:: TASK DESCRIPTION ::
Copy the lines word for word. Begin at the line that contains "Pin the man in yellow" and end with the final line of the data.

:: SUPPLIED RECORDS ::
************

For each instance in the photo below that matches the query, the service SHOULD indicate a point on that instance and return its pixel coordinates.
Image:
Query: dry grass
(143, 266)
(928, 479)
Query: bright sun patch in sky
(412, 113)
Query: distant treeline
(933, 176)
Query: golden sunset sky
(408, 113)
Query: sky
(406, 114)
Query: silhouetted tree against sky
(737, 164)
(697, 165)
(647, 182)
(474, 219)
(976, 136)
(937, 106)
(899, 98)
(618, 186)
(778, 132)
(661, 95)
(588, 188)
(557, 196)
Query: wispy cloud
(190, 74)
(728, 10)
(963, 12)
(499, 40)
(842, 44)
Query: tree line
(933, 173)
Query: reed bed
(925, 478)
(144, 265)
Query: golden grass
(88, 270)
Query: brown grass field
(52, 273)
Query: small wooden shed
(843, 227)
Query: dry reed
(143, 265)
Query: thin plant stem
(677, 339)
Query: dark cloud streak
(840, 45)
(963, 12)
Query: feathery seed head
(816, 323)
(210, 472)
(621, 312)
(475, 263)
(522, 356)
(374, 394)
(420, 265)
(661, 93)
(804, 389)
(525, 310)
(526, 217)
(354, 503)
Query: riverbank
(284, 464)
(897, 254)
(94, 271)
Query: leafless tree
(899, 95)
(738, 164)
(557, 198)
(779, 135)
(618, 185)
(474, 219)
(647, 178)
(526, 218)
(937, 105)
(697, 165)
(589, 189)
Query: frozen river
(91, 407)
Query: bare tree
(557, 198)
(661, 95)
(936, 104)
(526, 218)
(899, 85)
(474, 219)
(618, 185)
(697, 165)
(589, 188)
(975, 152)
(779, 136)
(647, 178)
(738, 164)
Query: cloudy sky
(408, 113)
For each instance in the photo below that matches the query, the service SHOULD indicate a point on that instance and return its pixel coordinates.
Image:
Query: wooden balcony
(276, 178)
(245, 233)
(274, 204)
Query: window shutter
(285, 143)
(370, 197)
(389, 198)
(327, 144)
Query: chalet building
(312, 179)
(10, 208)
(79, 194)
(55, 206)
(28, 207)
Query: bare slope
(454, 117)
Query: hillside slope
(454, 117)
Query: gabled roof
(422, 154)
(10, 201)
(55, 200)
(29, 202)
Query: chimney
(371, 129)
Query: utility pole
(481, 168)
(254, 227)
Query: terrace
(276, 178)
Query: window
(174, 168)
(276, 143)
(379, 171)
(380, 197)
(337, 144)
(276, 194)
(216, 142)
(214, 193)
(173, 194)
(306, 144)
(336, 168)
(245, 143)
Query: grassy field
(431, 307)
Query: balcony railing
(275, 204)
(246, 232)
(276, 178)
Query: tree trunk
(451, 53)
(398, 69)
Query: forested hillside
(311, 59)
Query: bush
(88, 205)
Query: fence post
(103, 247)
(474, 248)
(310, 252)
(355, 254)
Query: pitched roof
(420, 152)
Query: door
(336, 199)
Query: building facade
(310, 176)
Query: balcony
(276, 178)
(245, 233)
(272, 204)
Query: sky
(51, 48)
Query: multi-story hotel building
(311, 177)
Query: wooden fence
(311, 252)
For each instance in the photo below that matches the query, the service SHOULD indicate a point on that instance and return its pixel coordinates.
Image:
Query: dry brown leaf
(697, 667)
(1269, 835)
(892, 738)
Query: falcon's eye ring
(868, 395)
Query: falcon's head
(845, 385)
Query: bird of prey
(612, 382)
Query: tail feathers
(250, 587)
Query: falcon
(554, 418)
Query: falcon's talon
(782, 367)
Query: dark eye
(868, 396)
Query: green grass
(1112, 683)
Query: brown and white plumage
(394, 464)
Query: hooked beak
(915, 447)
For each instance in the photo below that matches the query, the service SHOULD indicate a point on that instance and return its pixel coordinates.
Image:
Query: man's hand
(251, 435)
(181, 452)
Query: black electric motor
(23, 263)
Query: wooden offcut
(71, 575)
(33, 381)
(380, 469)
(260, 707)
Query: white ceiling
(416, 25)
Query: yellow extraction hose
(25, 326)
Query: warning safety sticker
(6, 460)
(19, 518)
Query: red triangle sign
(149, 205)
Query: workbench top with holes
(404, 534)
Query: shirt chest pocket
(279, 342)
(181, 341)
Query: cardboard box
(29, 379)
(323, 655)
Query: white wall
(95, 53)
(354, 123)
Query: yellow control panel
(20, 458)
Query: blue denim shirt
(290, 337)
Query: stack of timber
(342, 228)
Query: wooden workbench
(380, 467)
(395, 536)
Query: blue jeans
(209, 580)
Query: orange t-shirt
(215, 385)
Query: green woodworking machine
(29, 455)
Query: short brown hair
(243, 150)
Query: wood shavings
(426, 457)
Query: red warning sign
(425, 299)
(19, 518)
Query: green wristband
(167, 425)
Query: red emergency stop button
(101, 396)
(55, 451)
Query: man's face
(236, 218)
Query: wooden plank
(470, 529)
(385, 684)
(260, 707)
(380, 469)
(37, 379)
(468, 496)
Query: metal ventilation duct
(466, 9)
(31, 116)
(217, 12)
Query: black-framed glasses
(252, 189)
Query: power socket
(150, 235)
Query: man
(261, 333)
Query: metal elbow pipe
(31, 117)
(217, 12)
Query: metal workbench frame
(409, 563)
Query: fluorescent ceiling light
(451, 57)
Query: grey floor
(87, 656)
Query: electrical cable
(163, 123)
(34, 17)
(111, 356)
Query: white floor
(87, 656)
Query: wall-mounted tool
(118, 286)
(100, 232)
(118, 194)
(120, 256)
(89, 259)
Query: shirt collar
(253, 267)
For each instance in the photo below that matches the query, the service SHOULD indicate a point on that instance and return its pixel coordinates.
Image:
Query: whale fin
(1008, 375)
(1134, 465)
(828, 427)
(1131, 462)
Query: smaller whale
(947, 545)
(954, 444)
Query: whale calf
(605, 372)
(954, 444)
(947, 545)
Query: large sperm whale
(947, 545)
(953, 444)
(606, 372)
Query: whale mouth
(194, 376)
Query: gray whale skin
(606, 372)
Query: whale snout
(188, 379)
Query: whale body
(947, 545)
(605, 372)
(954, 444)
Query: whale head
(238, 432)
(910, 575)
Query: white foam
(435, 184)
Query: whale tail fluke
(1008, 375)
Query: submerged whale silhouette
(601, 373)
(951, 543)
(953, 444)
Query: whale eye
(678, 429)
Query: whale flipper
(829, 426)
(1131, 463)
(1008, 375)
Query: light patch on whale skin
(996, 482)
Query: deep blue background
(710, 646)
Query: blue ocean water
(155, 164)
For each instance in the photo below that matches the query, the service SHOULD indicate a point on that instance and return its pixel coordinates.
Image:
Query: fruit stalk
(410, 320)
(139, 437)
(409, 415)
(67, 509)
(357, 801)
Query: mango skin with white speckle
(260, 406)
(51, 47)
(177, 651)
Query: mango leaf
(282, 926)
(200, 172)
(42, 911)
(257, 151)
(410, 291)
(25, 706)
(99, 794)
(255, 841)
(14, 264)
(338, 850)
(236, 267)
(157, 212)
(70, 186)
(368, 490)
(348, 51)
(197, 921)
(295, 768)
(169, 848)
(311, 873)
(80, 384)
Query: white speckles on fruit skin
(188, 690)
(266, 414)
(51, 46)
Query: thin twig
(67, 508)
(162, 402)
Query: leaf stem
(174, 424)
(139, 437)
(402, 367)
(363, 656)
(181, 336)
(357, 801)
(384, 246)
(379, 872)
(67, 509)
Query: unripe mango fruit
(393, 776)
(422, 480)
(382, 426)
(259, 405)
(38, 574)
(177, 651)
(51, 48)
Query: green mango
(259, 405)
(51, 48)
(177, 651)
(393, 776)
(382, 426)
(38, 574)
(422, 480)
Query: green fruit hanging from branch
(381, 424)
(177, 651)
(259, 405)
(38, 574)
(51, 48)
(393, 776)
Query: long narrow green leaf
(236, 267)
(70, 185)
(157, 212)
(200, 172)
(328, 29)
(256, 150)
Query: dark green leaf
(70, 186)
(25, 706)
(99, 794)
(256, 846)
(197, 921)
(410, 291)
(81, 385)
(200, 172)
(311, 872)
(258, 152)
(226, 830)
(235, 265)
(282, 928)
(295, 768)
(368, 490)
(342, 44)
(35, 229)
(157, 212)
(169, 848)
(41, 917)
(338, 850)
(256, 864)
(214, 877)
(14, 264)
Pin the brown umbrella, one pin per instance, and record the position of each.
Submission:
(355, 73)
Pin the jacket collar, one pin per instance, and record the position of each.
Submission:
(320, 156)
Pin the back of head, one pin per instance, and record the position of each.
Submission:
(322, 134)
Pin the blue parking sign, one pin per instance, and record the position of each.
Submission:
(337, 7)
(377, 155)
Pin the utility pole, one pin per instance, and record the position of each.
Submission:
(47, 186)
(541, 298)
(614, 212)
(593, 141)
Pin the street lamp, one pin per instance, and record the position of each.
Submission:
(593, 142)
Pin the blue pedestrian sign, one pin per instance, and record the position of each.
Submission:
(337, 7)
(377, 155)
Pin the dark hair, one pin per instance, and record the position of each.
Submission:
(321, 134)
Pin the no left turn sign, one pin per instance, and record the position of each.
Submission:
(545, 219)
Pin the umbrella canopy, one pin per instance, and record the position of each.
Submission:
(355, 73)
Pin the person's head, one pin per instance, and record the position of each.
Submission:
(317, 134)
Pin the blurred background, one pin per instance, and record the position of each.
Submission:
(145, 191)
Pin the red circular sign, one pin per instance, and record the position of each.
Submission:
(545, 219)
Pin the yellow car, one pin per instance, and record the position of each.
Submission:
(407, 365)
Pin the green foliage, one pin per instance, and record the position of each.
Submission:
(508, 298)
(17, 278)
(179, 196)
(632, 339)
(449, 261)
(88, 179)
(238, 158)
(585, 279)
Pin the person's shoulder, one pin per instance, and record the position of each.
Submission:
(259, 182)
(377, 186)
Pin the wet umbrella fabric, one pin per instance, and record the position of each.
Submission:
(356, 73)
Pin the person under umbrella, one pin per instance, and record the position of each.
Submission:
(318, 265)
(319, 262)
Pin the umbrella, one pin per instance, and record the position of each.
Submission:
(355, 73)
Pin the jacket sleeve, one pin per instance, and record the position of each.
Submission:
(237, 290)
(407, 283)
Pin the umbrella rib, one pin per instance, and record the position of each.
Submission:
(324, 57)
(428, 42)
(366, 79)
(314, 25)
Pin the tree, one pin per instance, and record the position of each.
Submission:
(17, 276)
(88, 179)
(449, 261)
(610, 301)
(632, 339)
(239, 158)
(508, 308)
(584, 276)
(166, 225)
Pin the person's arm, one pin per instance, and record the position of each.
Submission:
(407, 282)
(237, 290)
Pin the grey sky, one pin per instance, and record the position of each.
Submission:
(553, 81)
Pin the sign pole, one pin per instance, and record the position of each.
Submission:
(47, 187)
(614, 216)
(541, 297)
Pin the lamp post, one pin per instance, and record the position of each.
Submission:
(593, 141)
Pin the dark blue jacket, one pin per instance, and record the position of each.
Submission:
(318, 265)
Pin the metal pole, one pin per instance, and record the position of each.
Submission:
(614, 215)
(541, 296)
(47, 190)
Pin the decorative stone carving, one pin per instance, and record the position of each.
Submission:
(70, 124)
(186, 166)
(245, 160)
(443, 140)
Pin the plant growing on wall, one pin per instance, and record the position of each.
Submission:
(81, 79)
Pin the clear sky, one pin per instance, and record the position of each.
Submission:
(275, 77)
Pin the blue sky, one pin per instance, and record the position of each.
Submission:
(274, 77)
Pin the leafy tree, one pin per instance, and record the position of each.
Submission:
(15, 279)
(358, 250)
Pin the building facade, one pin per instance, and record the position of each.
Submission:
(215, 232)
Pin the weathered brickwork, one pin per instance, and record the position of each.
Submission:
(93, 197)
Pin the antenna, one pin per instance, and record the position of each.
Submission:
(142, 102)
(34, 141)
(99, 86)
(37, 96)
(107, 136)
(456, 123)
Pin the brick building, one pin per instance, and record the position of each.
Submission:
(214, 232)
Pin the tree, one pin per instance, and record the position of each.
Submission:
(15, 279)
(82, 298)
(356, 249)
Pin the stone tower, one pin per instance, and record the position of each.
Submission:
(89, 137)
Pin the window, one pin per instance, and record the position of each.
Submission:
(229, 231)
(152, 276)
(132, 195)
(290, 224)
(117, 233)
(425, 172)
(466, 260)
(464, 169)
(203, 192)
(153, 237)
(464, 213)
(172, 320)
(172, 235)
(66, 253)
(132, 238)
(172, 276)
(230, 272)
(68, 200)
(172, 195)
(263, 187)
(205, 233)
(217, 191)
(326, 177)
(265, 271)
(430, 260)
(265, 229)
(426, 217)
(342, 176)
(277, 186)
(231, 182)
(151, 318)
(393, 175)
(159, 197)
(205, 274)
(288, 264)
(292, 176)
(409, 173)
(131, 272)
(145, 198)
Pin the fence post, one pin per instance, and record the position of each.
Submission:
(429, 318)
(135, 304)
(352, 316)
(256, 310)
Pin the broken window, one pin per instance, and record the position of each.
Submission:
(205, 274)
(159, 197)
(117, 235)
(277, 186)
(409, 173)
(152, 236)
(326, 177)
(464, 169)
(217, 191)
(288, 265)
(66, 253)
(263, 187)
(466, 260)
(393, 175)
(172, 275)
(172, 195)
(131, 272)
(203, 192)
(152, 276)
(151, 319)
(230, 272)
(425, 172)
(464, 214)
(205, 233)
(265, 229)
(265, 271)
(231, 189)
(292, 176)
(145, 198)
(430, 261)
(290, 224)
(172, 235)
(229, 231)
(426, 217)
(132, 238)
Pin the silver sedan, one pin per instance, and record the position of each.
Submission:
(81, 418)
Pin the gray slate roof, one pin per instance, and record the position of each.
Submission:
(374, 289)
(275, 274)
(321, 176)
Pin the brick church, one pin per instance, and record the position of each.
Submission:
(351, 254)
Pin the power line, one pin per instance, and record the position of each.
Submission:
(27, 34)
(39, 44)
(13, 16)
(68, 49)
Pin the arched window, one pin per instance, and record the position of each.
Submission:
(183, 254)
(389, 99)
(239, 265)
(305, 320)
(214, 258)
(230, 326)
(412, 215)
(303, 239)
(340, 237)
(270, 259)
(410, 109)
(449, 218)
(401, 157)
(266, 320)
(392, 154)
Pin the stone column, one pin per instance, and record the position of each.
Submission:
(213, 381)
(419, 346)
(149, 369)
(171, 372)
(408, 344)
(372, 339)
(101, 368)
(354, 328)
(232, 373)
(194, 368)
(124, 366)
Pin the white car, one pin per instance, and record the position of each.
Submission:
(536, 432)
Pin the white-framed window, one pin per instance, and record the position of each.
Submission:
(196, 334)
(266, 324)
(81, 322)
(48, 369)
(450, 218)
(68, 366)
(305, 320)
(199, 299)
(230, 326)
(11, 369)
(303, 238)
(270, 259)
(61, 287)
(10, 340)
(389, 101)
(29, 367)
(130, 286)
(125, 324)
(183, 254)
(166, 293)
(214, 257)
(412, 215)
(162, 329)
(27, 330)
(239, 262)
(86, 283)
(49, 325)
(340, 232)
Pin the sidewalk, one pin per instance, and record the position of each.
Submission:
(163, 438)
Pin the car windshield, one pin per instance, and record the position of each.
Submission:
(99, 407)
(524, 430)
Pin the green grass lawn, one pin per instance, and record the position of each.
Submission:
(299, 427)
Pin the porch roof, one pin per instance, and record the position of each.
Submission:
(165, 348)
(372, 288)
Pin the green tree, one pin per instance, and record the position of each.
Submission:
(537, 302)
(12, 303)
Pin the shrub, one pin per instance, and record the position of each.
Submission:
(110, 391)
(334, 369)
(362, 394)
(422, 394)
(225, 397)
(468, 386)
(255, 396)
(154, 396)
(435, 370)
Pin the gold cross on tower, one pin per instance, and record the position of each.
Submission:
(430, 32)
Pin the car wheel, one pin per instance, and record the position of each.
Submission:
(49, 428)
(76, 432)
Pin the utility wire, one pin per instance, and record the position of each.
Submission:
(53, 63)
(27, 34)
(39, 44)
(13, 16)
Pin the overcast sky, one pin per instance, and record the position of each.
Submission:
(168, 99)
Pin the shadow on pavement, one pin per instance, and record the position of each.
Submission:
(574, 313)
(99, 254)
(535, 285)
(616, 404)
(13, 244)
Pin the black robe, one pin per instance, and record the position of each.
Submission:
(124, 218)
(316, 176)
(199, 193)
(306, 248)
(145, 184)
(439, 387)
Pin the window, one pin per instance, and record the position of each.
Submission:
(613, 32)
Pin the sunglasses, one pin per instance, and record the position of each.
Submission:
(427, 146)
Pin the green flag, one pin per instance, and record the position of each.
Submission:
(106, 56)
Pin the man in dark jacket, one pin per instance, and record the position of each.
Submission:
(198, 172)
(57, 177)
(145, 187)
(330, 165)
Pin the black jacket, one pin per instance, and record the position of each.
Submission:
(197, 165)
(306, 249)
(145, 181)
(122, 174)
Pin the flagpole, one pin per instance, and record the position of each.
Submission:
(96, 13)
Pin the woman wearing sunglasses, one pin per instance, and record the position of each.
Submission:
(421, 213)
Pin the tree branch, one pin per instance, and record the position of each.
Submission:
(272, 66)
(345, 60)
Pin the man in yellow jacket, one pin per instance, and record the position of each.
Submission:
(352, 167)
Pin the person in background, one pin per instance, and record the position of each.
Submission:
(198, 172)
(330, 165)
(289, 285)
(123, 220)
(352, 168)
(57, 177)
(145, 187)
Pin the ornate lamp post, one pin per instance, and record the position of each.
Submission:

************

:: RESULT OF THE TASK ::
Pin the man in yellow jacket, one pin per instance, and record the position of each.
Submission:
(352, 167)
Pin the person in background, one pin per instance, and record the position of each.
Submission:
(198, 172)
(330, 165)
(289, 285)
(123, 220)
(352, 168)
(57, 177)
(145, 187)
Pin the ornate lamp post, one pin per instance, and record the position of each.
Submission:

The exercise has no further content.